**DIRECTIONS**: Reproduce verbatim everything in the article on the best documentaries of 2018 below, from "Don’t Miss the" down to "By: Bing Liu)".
══ TEXT ══
Don’t Miss the Best Documentaries of 2018
Best 5 Documentaries of the Year
Documentaries are an essential form of storytelling in the world of film that, at their best, can act as brilliant eye-openers to the pitfalls of society in some realm, or at least tell a good story. Their beauty lies in their versatility and sense of immediacy, and their informative nature can be essential when done right. Like every year, 2018 was full of fascinating documentaries, so many that I couldn’t catch them all. Some notable misses include Monrovia, Indiana, Hale County This Morning, This Evening, Dead Souls, and Dominion. Two documentaries that unfortunately did not make the short list that I still thoroughly enjoyed were RBG and Won’t You Be My Neighbor, two great films about socially progressive icons with solid emotional cores. Anyways, here is the list:
Minding the Gap (Directed By: Bing Liu)
In his first ever film, director Bing Liu takes on an incredibly personal story about himself, his friends, and their struggles in Rockford, Illinois, where the American dream goes to die. On surface-level terms, the film is about the lives of friends Bing has made skateboarding and making videos while growing up in the area, but it is so much more than that. We delve deep into these young people’s lives, into their motivations, regrets, weaknesses, troubles, triumphs, and history of loss, including Bing himself. Child abuse, parental absence, destitution, and unbearable loss have plagued all of the characters in focus, and Bing brings to the screen the effects all of this can have, especially when where you’re from doesn’t do you any favors. Like any good filmmaker, Bing treats all of this without judgment, yet the struggles he has not to act as a friend rather than a filmmaker at times are palpable and heartbreaking. Because of the brilliance with which Bing portrays these people, the viewer cannot help but ooze with unrelenting empathy and emotional connection, through all of the ups and downs of their lives. Minding the Gap is a heartrending personal story about the failure of Americana on the lives of the subjects and the hundreds of Rockford, Illinois’s around the country, and it is a beautiful one at that.
Free Solo (Directed By: Jimmy Chin, Elizabeth Chai Vasarhelyi)
It is not often that I say this about a documentary, but it is essential to see this on as big of a screen as possible. Free Solo is about world-renowned climber and free soloist Alex Honnold as he prepares to scale a sheer 3,000-foot cliff in Yosemite known as El Capitan — without a rope or harness. If that sounds insane, it’s because it is, and because Alex Honnold might be (at least a little). A good portion of the film is a brutally honest portrayal of the life of Honnold leading up to this moment, from his daily social interactions to his unfortunately troubled childhood, all of which are made riveting by the very nature of the man himself and what he is set out to do. However, this film is by no means an idolization of some “great man.” The film covers the concerns and deepest fears of the camera crew and Honnold’s girlfriend, both of which are struggling with how to reconcile their own hesitations with the inhuman persistence of the man in question. None of this would succeed without the utterly enthralling and almost terrifying last 30 minutes of the film, which is one of the best sequences in a documentary that I’ve ever seen. Most of all, the film induces an overwhelming sense of wanderlust and impetus to go out there and achieve something.
They Shall Not Grow Old (Directed By: Peter Jackson)
═══
══ DATASET ENTRIES ══
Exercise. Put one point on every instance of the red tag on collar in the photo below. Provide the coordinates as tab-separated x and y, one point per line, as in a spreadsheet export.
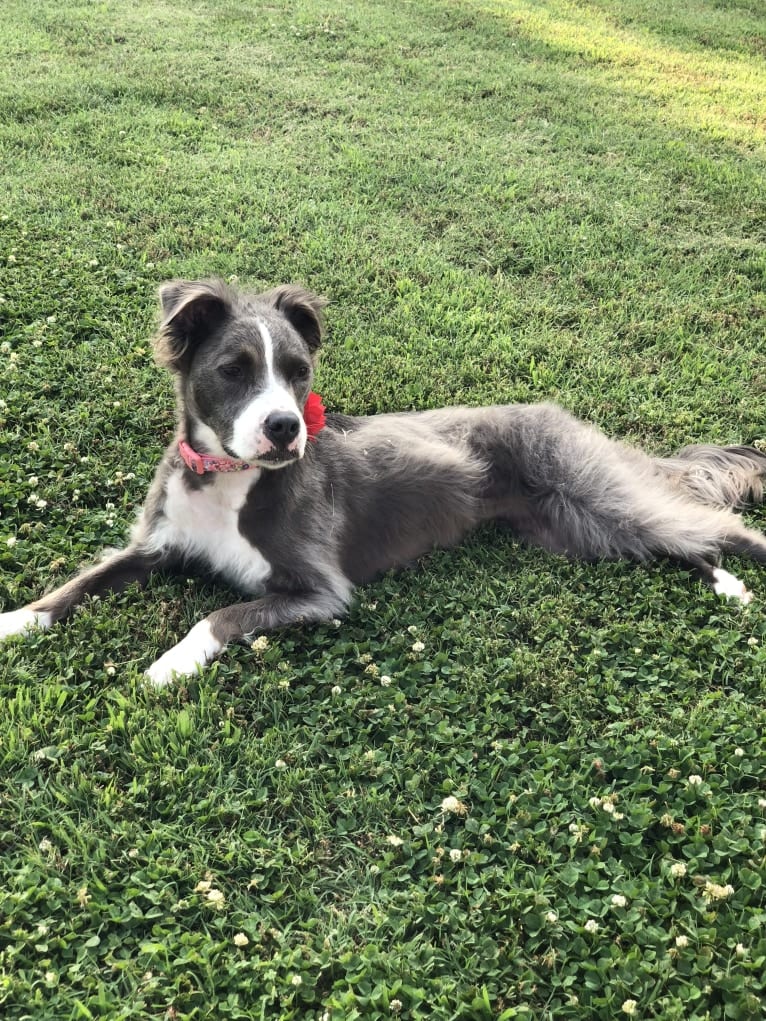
314	416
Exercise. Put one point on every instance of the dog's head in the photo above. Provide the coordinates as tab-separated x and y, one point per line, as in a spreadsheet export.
243	366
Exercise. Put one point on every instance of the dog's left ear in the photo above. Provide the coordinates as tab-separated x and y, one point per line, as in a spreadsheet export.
302	309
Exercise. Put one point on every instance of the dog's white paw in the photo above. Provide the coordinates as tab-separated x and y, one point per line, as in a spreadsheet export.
726	584
19	622
189	657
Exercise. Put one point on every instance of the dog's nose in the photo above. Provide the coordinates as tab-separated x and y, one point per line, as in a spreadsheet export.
281	427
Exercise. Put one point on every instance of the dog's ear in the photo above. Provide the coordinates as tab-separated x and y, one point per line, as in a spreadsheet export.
302	309
190	310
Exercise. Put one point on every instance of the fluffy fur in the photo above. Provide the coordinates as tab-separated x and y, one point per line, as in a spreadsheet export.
309	521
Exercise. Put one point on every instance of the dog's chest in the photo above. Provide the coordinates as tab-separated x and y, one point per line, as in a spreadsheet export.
203	523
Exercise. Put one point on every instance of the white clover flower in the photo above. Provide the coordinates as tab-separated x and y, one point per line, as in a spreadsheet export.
451	804
216	897
714	891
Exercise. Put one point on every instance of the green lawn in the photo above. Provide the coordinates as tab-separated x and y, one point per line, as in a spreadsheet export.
557	807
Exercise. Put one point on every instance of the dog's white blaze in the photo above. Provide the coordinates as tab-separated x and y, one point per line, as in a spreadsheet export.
20	622
188	657
203	523
726	584
248	439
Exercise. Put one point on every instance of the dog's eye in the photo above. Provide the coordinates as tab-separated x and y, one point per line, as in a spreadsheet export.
232	372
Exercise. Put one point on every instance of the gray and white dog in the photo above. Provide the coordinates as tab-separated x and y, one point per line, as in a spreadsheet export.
297	520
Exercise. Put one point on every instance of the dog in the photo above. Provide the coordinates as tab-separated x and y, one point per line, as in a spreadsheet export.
296	507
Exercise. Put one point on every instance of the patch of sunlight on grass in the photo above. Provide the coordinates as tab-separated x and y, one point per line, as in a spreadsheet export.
724	95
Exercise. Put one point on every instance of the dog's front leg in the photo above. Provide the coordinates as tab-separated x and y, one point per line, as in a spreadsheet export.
208	638
111	575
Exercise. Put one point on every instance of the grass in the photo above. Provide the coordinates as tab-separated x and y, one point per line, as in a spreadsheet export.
557	809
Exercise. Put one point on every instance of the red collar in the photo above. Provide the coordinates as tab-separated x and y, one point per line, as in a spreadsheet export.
314	416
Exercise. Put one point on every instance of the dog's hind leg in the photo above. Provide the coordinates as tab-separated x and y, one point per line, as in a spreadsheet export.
719	477
209	637
112	574
720	581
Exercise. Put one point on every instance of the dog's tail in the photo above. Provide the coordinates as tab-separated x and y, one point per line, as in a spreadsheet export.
718	477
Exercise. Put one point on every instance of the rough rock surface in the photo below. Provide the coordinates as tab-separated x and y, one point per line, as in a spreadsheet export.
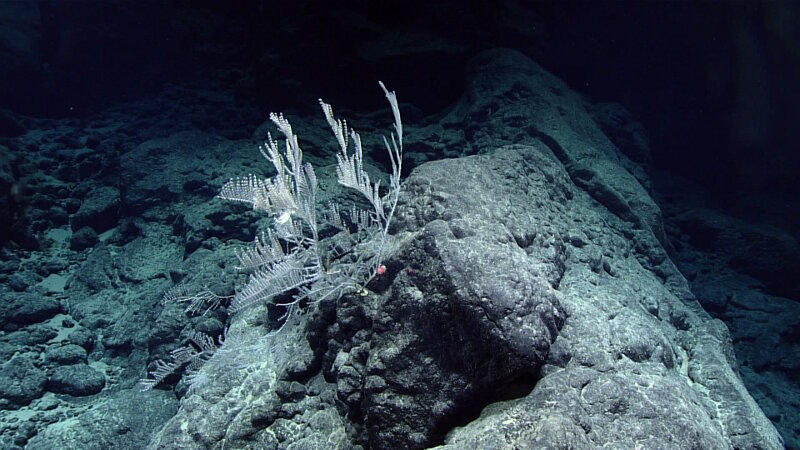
528	303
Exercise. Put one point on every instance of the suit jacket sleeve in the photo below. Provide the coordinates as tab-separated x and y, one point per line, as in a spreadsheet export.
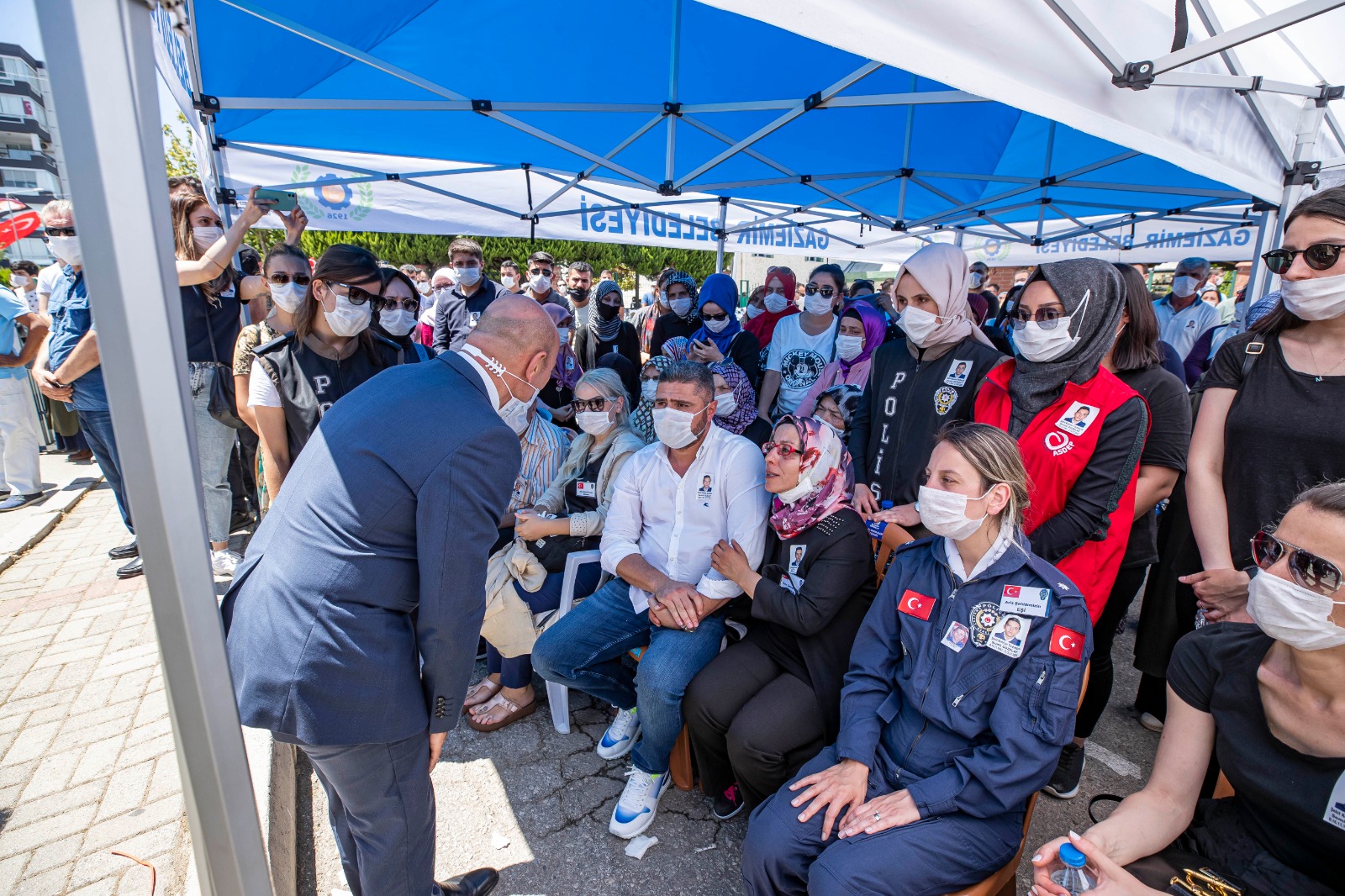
457	508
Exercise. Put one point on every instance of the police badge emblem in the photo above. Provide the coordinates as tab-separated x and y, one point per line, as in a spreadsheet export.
985	616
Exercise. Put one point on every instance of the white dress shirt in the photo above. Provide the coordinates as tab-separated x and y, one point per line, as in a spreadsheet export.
674	522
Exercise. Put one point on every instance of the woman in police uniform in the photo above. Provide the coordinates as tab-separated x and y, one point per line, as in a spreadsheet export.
946	730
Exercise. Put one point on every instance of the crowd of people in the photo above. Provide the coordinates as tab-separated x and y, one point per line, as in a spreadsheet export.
735	466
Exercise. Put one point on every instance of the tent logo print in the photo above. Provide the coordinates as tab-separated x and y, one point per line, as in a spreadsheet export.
═══
**SOLUTION TO THIS TASK**:
Don’t Miss the Best Documentaries of 2018
Best 5 Documentaries of the Year
Documentaries are an essential form of storytelling in the world of film that, at their best, can act as brilliant eye-openers to the pitfalls of society in some realm, or at least tell a good story. Their beauty lies in their versatility and sense of immediacy, and their informative nature can be essential when done right. Like every year, 2018 was full of fascinating documentaries, so many that I couldn’t catch them all. Some notable misses include Monrovia, Indiana, Hale County This Morning, This Evening, Dead Souls, and Dominion. Two documentaries that unfortunately did not make the short list that I still thoroughly enjoyed were RBG and Won’t You Be My Neighbor, two great films about socially progressive icons with solid emotional cores. Anyways, here is the list:
Minding the Gap (Directed By: Bing Liu)